<h1> General introduction </h1>
Today, you will assemble and annotate a metagenome of a plant: Azolla filiculoides. Azolla is known for its endophytes: microorganisms that live inside the plant. These microorganisms live specifically inside a leaf cavity. We are going to investigate which species live inside these leaf cavities and infer about their function. Your goal is to assemble the genomes of these endophytes from a metagenomic dataset, then sort them in taxonomical operational units and present information on their metabolic capacity.



<h2> Workflow </h2>
A metagenome assembly is different than a regular genome assembly in that it has DNA of multiple species in one sequencing file. Since we are interested in a metagenome associated to a host, we must also filter out sequencing data concerning Host DNA. This step, we have already performed for you. Since you are now familiar with handling FastQ files, quality controll, trimming and assembling a genome, we will not cover this part of the metagenome assembly.

DIRECTIONS FOR THIS TASK –
Reproduce the part of the Azolla metagenome introduction starting at "<h2> Workflow </h2>" and ending at "the metagenome assembly.".

EXTRACTED RECORDS –
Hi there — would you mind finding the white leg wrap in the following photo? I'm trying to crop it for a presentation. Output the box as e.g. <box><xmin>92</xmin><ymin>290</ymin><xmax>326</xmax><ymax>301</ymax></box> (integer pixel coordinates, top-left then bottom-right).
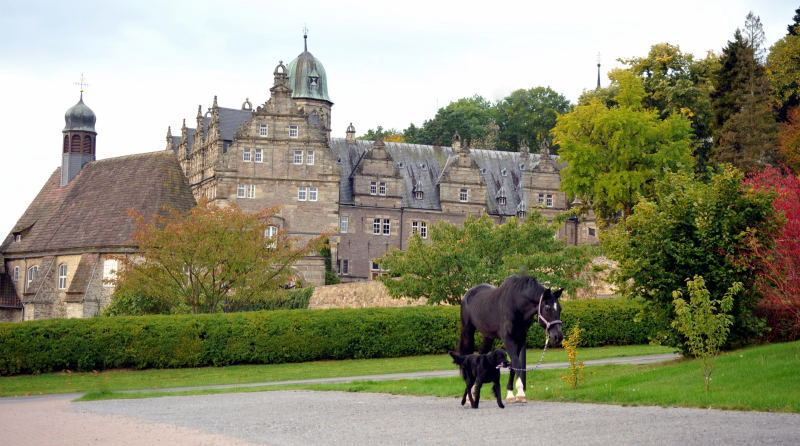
<box><xmin>516</xmin><ymin>377</ymin><xmax>525</xmax><ymax>400</ymax></box>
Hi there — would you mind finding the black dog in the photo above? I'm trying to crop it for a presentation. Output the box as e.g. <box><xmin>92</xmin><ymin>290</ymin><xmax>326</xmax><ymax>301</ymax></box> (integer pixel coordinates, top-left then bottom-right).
<box><xmin>448</xmin><ymin>348</ymin><xmax>508</xmax><ymax>409</ymax></box>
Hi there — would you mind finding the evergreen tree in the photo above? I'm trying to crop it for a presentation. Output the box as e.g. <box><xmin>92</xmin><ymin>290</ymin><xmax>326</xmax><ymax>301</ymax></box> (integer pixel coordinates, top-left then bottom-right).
<box><xmin>711</xmin><ymin>21</ymin><xmax>777</xmax><ymax>171</ymax></box>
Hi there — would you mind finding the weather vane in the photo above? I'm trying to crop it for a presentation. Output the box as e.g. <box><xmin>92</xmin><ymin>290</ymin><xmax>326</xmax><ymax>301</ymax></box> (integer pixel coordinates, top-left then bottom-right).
<box><xmin>74</xmin><ymin>73</ymin><xmax>89</xmax><ymax>96</ymax></box>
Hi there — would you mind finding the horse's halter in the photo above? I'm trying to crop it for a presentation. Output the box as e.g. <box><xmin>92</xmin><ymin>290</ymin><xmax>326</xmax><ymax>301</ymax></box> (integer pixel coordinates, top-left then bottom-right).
<box><xmin>538</xmin><ymin>293</ymin><xmax>561</xmax><ymax>331</ymax></box>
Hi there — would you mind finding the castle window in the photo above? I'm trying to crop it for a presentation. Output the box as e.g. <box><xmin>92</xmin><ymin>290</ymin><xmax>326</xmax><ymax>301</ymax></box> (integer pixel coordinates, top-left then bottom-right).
<box><xmin>25</xmin><ymin>265</ymin><xmax>39</xmax><ymax>287</ymax></box>
<box><xmin>411</xmin><ymin>221</ymin><xmax>428</xmax><ymax>238</ymax></box>
<box><xmin>58</xmin><ymin>263</ymin><xmax>67</xmax><ymax>290</ymax></box>
<box><xmin>103</xmin><ymin>259</ymin><xmax>119</xmax><ymax>286</ymax></box>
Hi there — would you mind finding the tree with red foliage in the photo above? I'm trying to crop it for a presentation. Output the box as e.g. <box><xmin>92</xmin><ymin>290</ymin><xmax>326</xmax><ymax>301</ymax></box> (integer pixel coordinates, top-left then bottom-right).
<box><xmin>745</xmin><ymin>167</ymin><xmax>800</xmax><ymax>339</ymax></box>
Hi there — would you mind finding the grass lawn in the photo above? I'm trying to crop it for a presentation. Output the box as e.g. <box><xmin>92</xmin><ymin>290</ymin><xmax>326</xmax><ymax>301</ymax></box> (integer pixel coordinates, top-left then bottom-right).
<box><xmin>284</xmin><ymin>341</ymin><xmax>800</xmax><ymax>412</ymax></box>
<box><xmin>0</xmin><ymin>345</ymin><xmax>673</xmax><ymax>396</ymax></box>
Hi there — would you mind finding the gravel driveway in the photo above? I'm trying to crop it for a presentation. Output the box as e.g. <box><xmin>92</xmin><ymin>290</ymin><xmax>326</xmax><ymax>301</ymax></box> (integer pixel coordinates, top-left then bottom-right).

WRITTEN REPLY –
<h2> Workflow </h2>
A metagenome assembly is different than a regular genome assembly in that it has DNA of multiple species in one sequencing file. Since we are interested in a metagenome associated to a host, we must also filter out sequencing data concerning Host DNA. This step, we have already performed for you. Since you are now familiar with handling FastQ files, quality controll, trimming and assembling a genome, we will not cover this part of the metagenome assembly.